>>>>>

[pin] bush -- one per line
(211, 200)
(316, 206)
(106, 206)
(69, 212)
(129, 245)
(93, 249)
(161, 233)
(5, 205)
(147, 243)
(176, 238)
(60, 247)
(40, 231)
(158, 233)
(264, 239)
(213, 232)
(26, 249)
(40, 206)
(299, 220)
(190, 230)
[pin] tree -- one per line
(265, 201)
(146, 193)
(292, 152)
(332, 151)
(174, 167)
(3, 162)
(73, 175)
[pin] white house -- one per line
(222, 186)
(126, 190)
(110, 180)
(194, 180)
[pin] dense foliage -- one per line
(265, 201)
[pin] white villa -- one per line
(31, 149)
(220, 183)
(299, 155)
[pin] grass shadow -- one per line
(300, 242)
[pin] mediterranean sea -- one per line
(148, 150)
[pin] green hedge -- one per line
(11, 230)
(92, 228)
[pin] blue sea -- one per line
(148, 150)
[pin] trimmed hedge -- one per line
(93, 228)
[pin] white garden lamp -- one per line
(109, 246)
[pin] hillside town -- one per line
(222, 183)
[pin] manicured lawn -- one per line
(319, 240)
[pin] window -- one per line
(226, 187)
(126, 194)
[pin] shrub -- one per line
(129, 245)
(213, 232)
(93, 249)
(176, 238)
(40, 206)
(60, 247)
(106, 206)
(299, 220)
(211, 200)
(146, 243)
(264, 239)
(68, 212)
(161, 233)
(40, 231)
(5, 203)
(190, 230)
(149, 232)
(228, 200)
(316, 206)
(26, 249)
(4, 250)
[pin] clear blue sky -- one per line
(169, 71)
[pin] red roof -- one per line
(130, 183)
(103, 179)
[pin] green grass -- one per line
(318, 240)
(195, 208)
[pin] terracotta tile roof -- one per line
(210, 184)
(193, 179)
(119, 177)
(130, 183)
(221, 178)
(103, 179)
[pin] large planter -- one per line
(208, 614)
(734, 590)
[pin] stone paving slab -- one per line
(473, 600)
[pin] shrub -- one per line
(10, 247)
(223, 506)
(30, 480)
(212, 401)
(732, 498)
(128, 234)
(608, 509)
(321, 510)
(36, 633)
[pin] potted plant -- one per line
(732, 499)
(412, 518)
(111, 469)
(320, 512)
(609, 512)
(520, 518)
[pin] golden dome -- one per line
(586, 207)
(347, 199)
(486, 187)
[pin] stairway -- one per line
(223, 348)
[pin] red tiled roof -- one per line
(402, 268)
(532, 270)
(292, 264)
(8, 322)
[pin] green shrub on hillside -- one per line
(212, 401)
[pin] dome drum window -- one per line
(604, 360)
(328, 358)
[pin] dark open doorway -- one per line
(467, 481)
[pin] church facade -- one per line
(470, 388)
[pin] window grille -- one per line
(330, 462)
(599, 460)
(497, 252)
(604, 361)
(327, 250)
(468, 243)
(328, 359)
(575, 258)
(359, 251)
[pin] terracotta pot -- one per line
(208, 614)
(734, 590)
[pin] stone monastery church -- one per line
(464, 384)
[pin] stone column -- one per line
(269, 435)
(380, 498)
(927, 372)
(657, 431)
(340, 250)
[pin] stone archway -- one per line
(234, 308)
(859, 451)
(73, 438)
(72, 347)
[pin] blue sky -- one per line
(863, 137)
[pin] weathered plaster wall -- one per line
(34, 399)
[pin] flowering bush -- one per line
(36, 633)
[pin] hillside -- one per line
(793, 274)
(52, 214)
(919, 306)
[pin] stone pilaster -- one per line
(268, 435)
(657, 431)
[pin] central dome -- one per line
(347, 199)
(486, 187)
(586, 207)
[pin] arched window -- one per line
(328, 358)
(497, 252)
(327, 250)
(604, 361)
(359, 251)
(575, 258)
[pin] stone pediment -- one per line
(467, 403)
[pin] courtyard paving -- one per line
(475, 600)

<<<<<
>>>>>

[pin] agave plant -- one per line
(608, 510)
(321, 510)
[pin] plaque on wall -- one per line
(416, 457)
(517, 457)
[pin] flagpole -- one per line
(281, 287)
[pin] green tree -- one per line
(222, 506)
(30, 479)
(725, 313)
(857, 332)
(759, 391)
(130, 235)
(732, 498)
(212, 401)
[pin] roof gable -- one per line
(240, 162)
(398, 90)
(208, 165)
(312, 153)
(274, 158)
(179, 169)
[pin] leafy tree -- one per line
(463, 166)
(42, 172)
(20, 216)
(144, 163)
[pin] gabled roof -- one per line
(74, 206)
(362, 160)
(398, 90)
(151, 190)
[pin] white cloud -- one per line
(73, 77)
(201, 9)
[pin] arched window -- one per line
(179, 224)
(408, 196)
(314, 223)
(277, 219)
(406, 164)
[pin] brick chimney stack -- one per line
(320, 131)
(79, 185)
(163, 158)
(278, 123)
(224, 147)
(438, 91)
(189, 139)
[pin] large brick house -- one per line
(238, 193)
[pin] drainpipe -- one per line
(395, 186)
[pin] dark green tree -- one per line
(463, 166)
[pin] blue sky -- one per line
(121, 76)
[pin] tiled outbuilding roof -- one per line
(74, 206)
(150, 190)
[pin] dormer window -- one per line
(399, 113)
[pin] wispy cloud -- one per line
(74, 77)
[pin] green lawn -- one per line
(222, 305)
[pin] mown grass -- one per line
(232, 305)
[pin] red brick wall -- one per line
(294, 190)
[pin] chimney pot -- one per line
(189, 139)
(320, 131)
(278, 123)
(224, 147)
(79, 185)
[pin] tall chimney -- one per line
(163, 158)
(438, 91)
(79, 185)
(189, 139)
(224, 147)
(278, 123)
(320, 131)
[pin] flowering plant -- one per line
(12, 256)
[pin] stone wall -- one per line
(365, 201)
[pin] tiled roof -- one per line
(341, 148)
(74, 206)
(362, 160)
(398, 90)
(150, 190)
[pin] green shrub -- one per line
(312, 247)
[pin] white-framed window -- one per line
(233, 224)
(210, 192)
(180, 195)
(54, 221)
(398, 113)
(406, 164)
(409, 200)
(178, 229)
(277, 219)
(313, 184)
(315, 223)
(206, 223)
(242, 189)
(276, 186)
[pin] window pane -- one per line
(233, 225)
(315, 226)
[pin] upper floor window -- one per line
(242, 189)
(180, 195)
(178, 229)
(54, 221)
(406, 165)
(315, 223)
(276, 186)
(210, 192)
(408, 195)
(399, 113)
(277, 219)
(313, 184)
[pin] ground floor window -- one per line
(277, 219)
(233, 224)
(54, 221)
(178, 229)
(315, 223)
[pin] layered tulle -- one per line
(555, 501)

<<<<<
>>>>>

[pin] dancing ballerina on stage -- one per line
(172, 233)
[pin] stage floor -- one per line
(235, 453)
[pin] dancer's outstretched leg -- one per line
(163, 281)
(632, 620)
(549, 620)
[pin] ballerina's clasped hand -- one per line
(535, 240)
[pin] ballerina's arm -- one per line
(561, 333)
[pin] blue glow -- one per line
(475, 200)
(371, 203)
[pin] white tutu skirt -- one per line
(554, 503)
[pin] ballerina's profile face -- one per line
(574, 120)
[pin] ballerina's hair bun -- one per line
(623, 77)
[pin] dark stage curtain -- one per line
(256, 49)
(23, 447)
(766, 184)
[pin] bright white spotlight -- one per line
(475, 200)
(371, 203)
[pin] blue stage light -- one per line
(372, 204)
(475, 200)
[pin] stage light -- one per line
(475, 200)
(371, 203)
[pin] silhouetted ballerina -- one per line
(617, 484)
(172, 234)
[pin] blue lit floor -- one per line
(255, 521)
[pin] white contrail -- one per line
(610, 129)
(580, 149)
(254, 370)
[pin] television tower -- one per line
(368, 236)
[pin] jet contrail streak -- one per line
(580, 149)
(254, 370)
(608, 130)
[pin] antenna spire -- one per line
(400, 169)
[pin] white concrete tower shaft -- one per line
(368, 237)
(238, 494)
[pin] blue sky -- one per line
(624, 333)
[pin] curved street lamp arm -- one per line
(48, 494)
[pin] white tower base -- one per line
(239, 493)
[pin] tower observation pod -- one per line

<<<<<

• **Given instruction**
Find each line in the listing above that contains the word "lamp" and copy those lines. The match is case-sensitive.

• **The answer**
[pin] white garden lamp -- one per line
[pin] curved street lamp arm -- one per line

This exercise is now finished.